**Aim of the task:** Return every line of the rows that contains the string "jacket", and treat uppercase and lowercase as different.

**Provided records:**

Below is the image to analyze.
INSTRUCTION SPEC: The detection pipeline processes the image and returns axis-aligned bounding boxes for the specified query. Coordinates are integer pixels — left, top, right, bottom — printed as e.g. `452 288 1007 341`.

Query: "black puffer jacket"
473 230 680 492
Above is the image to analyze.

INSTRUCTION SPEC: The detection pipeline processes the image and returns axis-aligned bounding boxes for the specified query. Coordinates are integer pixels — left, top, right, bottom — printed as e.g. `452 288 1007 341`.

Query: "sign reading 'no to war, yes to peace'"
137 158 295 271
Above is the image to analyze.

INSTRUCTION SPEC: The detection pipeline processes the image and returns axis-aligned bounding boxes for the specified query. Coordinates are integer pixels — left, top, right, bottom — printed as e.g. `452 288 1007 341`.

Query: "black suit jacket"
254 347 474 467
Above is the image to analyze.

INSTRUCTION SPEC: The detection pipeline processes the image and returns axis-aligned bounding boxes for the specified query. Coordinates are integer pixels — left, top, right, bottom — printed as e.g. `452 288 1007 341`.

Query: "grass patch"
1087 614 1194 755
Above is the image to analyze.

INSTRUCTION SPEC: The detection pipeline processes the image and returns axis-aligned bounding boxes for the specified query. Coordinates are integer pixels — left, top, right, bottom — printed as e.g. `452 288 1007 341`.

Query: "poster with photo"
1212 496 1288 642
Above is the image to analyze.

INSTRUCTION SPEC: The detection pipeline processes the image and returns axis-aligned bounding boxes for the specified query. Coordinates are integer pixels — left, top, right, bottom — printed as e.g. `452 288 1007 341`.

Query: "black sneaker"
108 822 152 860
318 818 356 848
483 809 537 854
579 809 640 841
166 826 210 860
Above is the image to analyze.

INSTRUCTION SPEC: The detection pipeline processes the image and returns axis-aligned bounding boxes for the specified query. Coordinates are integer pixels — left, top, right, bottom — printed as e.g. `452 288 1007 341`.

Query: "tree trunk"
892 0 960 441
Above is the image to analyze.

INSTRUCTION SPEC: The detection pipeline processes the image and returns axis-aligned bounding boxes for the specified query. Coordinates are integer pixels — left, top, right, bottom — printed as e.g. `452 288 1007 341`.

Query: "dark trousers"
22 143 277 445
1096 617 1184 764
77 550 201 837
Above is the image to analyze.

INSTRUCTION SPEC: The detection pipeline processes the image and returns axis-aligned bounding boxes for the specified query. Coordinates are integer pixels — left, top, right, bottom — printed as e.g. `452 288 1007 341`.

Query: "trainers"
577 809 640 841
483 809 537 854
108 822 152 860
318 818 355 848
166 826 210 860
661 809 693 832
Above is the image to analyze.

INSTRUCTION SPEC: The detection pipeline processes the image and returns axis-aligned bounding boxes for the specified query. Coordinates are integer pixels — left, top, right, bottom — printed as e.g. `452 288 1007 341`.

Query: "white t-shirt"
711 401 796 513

**Result:**
Query: "black puffer jacket"
Query: "black suit jacket"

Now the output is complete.